* **ABOUT THIS EXERCISE**
Below are some records; write them all out again exactly.

Stored data

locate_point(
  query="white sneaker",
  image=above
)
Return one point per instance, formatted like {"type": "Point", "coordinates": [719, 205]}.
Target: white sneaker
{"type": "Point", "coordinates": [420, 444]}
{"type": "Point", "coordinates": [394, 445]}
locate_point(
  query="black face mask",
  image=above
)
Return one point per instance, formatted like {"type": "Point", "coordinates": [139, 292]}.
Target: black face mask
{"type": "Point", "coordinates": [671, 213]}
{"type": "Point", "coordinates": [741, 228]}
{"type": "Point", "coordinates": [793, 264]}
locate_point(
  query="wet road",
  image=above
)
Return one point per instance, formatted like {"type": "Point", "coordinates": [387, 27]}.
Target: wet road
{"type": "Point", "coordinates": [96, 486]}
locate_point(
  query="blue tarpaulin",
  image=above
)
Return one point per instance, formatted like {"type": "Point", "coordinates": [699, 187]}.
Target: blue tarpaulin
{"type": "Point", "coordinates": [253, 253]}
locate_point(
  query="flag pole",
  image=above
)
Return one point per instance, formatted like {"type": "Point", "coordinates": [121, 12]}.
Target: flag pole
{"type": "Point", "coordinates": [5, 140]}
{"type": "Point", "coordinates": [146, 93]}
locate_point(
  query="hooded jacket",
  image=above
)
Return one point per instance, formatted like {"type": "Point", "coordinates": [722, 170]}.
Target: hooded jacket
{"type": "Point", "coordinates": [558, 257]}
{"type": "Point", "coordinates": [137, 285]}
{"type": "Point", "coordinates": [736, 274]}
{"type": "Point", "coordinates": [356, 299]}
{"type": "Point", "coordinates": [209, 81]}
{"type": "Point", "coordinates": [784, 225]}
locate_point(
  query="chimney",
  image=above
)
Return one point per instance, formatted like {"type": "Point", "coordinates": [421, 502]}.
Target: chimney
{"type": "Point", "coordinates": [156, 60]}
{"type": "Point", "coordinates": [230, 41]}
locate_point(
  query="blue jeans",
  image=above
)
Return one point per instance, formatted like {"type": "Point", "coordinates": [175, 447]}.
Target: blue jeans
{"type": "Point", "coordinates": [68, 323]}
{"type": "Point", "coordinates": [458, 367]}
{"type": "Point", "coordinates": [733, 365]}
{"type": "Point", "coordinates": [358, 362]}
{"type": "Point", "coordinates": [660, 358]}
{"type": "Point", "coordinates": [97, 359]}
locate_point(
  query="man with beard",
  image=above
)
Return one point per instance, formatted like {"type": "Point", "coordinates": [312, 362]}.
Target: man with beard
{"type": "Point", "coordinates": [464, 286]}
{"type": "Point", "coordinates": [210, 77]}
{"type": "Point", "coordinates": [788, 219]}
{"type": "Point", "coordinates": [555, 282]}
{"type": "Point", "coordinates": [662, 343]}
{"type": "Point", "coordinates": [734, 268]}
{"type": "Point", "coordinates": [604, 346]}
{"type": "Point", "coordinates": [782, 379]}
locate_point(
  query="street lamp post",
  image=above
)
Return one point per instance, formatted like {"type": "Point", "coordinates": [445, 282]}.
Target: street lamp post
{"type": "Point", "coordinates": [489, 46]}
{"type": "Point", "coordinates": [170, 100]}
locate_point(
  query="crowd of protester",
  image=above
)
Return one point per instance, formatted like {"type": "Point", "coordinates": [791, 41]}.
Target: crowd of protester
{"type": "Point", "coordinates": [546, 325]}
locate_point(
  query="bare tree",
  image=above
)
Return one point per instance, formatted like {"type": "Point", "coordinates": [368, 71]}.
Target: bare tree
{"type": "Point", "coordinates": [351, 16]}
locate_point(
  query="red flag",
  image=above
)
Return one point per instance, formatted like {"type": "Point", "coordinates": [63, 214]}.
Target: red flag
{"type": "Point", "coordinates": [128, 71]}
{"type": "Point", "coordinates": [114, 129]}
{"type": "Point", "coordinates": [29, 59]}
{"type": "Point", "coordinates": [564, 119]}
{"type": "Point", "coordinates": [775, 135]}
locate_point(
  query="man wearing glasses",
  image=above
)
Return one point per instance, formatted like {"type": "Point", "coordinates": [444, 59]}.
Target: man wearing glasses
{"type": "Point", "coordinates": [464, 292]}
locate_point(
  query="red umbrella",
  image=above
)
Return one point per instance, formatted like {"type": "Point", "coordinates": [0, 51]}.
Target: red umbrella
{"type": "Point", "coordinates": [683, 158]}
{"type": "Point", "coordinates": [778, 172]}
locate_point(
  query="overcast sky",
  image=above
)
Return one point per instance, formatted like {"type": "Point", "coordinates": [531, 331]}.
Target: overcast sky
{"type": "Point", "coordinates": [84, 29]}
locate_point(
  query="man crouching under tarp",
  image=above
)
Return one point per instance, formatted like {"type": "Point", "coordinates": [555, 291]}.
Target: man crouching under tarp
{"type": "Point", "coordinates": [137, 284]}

* **RESULT**
locate_point(
  query="white sneaker",
  image=above
)
Return one point per instance, formatted like {"type": "Point", "coordinates": [719, 205]}.
Target: white sneaker
{"type": "Point", "coordinates": [420, 444]}
{"type": "Point", "coordinates": [394, 445]}
locate_point(
  query="black face mask",
  image=above
)
Return one point per instance, formatted like {"type": "Point", "coordinates": [139, 292]}.
Target: black face mask
{"type": "Point", "coordinates": [671, 213]}
{"type": "Point", "coordinates": [741, 228]}
{"type": "Point", "coordinates": [793, 264]}
locate_point(
  query="wet road",
  image=above
)
Return one point per instance, formatted like {"type": "Point", "coordinates": [387, 27]}.
Target: wet road
{"type": "Point", "coordinates": [96, 486]}
locate_point(
  query="blue tarpaulin",
  image=above
)
Return one point per instance, formatted like {"type": "Point", "coordinates": [699, 187]}.
Target: blue tarpaulin
{"type": "Point", "coordinates": [253, 253]}
locate_point(
  query="flag pole",
  image=above
)
Return one point per instance, formatted like {"type": "Point", "coordinates": [121, 12]}.
Target: flag pole
{"type": "Point", "coordinates": [5, 140]}
{"type": "Point", "coordinates": [146, 93]}
locate_point(
  query="hooded jacket",
  image=above
)
Return one point per instance, formatted like {"type": "Point", "coordinates": [722, 170]}.
Target: hooded jacket
{"type": "Point", "coordinates": [558, 257]}
{"type": "Point", "coordinates": [137, 285]}
{"type": "Point", "coordinates": [736, 274]}
{"type": "Point", "coordinates": [356, 299]}
{"type": "Point", "coordinates": [209, 81]}
{"type": "Point", "coordinates": [784, 225]}
locate_point(
  query="chimney",
  image=above
)
Return one point per instance, formatted like {"type": "Point", "coordinates": [421, 502]}.
Target: chimney
{"type": "Point", "coordinates": [156, 60]}
{"type": "Point", "coordinates": [230, 41]}
locate_point(
  query="blue jeans",
  image=above
)
Return one point per instance, formatted like {"type": "Point", "coordinates": [175, 447]}.
Target: blue jeans
{"type": "Point", "coordinates": [68, 323]}
{"type": "Point", "coordinates": [458, 367]}
{"type": "Point", "coordinates": [733, 365]}
{"type": "Point", "coordinates": [358, 362]}
{"type": "Point", "coordinates": [660, 358]}
{"type": "Point", "coordinates": [97, 359]}
locate_point(
  query="man with beard",
  image=above
)
Return one point per instance, formatted like {"type": "Point", "coordinates": [312, 362]}.
Target: man with beard
{"type": "Point", "coordinates": [464, 286]}
{"type": "Point", "coordinates": [210, 77]}
{"type": "Point", "coordinates": [788, 219]}
{"type": "Point", "coordinates": [555, 282]}
{"type": "Point", "coordinates": [662, 343]}
{"type": "Point", "coordinates": [734, 268]}
{"type": "Point", "coordinates": [604, 346]}
{"type": "Point", "coordinates": [782, 379]}
locate_point(
  query="street lamp post",
  image=above
)
Return one point per instance, formatted like {"type": "Point", "coordinates": [445, 282]}.
Target: street lamp post
{"type": "Point", "coordinates": [489, 46]}
{"type": "Point", "coordinates": [170, 100]}
locate_point(
  query="crowd of protester",
  image=above
)
Return one point per instance, formatted like {"type": "Point", "coordinates": [791, 41]}.
Target: crowd of protester
{"type": "Point", "coordinates": [546, 325]}
locate_point(
  query="bare tree",
  image=above
)
Return one point per instance, formatted like {"type": "Point", "coordinates": [368, 71]}.
Target: bare tree
{"type": "Point", "coordinates": [351, 16]}
locate_point(
  query="red flag",
  image=above
)
Return one point per instance, formatted like {"type": "Point", "coordinates": [63, 214]}.
Target: red flag
{"type": "Point", "coordinates": [128, 71]}
{"type": "Point", "coordinates": [114, 129]}
{"type": "Point", "coordinates": [29, 59]}
{"type": "Point", "coordinates": [564, 119]}
{"type": "Point", "coordinates": [775, 135]}
locate_point(
  query="man wearing glasses",
  image=above
)
Return one point per instance, formatted like {"type": "Point", "coordinates": [444, 59]}.
Target: man wearing glasses
{"type": "Point", "coordinates": [464, 292]}
locate_point(
  query="red umbrella",
  image=above
)
Return one point per instance, formatted like {"type": "Point", "coordinates": [0, 51]}.
Target: red umbrella
{"type": "Point", "coordinates": [683, 158]}
{"type": "Point", "coordinates": [778, 172]}
locate_point(
  query="overcast sky",
  image=above
)
Return one point per instance, formatted like {"type": "Point", "coordinates": [531, 331]}.
Target: overcast sky
{"type": "Point", "coordinates": [84, 29]}
locate_point(
  query="man crouching under tarp",
  image=above
)
Return one point per instance, formatted like {"type": "Point", "coordinates": [555, 291]}.
Target: man crouching under tarp
{"type": "Point", "coordinates": [137, 284]}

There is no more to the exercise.